● **Exercise task**: Reproduce word for word the stretch of items from the line containing "Where can you see the chinadaily" through the last line of the items, including both of those lines.
-- Start --
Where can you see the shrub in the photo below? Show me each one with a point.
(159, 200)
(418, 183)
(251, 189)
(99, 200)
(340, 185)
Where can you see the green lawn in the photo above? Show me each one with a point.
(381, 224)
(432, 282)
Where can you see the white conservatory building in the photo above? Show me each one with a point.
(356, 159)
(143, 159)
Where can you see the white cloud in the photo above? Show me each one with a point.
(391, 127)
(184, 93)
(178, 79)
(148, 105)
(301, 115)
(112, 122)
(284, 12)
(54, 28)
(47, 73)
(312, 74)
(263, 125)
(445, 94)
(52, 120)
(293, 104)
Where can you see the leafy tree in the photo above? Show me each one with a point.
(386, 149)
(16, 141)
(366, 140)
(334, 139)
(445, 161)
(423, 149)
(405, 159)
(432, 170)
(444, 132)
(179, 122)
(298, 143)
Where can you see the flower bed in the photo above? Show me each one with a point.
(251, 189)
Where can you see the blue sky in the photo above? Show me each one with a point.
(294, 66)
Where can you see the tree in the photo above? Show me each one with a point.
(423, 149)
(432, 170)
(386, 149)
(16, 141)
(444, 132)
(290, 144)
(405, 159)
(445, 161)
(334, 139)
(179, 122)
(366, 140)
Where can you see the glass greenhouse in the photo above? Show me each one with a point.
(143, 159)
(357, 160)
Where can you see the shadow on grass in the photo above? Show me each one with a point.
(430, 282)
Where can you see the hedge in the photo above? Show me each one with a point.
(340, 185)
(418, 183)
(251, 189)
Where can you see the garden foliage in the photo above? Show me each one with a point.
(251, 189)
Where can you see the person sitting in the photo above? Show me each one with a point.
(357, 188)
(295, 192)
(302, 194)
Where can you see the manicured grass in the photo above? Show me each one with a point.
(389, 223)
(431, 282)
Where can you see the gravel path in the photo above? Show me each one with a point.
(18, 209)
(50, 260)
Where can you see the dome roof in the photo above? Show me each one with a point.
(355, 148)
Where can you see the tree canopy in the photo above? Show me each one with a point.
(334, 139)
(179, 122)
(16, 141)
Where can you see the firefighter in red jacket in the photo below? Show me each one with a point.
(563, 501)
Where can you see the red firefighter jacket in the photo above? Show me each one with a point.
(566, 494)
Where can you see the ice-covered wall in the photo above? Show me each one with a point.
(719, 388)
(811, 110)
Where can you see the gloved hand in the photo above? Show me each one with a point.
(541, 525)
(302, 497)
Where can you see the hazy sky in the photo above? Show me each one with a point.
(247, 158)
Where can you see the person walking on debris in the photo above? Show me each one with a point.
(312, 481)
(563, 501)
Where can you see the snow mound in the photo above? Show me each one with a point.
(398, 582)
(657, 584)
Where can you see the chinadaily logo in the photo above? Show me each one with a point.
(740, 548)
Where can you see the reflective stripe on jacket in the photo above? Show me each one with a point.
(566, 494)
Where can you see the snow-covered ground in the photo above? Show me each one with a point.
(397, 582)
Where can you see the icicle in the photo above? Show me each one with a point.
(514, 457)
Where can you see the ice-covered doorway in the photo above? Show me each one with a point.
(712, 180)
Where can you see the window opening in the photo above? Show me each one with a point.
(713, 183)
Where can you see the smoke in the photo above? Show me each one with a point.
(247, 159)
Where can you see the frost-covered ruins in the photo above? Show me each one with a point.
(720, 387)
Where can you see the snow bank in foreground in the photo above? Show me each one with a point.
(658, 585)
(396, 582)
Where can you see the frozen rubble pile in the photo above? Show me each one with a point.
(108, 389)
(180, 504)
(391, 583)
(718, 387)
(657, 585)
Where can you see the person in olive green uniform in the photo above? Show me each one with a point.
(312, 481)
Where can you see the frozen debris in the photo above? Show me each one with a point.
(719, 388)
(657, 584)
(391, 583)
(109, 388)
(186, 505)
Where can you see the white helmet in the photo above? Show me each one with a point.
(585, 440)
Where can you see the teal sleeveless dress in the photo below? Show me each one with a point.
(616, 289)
-- End --
● **Solution for this task**:
Where can you see the chinadaily logo in the photo above? Show me each one with a point.
(740, 548)
Where can you see the reflective stripe on jacket in the photo above? Show me each one with a point.
(566, 494)
Where can you see the snow-covered ground in the photo above? Show me each one with a point.
(397, 582)
Where can you see the icicle in the photo above? Show me each one with a point.
(514, 457)
Where can you see the ice-covered doorway in the photo above? Show me each one with a point.
(712, 180)
Where can you see the window opening in the photo above? Show me each one with a point.
(713, 183)
Where can you see the smoke in the photo above? Show me each one with a point.
(247, 159)
Where can you see the frost-covered ruins in the photo above? Show me each one with a point.
(720, 387)
Where can you see the snow bank in foreground in the photo above? Show me each one with a point.
(658, 585)
(396, 582)
Where can you see the frozen rubble pile in the photo above? Show me each one with a point.
(108, 389)
(180, 504)
(391, 583)
(718, 387)
(657, 585)
Where can you see the person in olive green uniform in the photo above? Show me each one with a point.
(312, 481)
Where can you see the frozen debris in the photo above? Show me each one with a point.
(719, 388)
(657, 584)
(391, 583)
(109, 388)
(186, 505)
Where can you see the white helmet in the photo above? Show me each one with a point.
(585, 440)
Where can you see the teal sleeveless dress in the photo below? Show me each one with a point.
(616, 289)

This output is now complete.